> [SELECTED EXTRACT]
To use research diagnoses to test alternative algorithms for deriving diagnosis from routinely collected data in people with psychosis, research diagnoses were obtained for 319 consenting individuals from NSW sites of the Survey of High Impact Psychosis (SHIP). SHIP records were linked to data from the NSW Health Information Exchange. Diagnoses were derived using four algorithms: (i) any (ii) most recent (iii) modal (“dominant”) and (iv) hierarchical diagnoses (schizophrenia > affective psychosis > brief psychosis etc.). Agreement between derived and research diagnosis was compared for (i) any psychosis diagnosis, (ii) schizophrenia and (iii) affective psychosis, using percentage agreement, Cohen’s Kappa, and prevalence and bias adjusted kappa (PABAK). The influence of setting (inpatient or community) was examined.
Agreement between derived and research diagnoses was poor using unadjusted kappa, but moderate to good after adjusting for prevalence and bias. Modal diagnosis and most recent diagnosis provided the greatest agreement with research diagnoses. Agreement was best for the overall distinction between psychosis and non-psychosis, intermediate for schizophrenia and least for affective psychosis.
Agreement between research and derived diagnoses was similar for inpatient and community settings within NSW administrative data. Modal diagnosis across inpatient and community settings is the preferred approach, producing diagnoses that have reasonable agreement with research diagnoses. Diagnoses derived from routine data are – with appropriate cautions – suitable for use in population research on psychosis.

[Natural language region descriptions]

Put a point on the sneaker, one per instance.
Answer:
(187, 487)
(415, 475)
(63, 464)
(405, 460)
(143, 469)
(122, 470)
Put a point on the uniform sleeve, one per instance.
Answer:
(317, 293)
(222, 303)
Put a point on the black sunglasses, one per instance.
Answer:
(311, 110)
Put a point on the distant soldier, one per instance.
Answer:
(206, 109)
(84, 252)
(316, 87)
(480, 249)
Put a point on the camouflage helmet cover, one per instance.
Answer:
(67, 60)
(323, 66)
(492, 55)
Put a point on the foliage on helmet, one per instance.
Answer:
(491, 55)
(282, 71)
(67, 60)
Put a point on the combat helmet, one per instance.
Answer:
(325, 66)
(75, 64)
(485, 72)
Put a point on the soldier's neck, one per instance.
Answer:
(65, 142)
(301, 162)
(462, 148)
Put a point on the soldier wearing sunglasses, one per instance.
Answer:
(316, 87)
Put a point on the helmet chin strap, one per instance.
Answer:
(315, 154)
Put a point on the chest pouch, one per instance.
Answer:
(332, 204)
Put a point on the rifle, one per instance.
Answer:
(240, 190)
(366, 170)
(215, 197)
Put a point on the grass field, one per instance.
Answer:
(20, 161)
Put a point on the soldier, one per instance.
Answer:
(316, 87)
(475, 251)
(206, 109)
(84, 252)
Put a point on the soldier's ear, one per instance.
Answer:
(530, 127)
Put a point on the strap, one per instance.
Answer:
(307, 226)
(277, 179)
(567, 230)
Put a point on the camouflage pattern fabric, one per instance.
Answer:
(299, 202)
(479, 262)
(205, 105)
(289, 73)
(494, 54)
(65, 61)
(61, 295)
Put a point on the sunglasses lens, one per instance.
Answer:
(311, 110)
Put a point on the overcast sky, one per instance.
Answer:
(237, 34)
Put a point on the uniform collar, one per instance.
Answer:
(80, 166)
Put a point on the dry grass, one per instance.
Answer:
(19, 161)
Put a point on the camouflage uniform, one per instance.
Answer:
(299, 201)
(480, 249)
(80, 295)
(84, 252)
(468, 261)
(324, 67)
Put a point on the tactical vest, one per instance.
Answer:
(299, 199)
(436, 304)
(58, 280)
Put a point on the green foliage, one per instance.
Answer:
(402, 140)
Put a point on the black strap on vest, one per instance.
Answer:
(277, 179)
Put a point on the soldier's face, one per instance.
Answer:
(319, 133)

> [APPLY WHAT YOU READ]
[1] Reproduce the study summary word for word from "Agreement between derived and research diagnoses" to "for affective psychosis.".
[2] Answer these questions using the study summary:
(a) For how many consenting individuals were research diagnoses obtained?
(b) Which two algorithms gave the greatest agreement with research diagnoses?
(c) How did agreement between research and derived diagnoses compare for inpatient and community settings?

> [RESPONSES FOR EACH TASK]
[1]
Agreement between derived and research diagnoses was poor using unadjusted kappa, but moderate to good after adjusting for prevalence and bias. Modal diagnosis and most recent diagnosis provided the greatest agreement with research diagnoses. Agreement was best for the overall distinction between psychosis and non-psychosis, intermediate for schizophrenia and least for affective psychosis.

[2]
(a) 319
(b) Modal diagnosis and most recent diagnosis
(c) It was similar for both settings.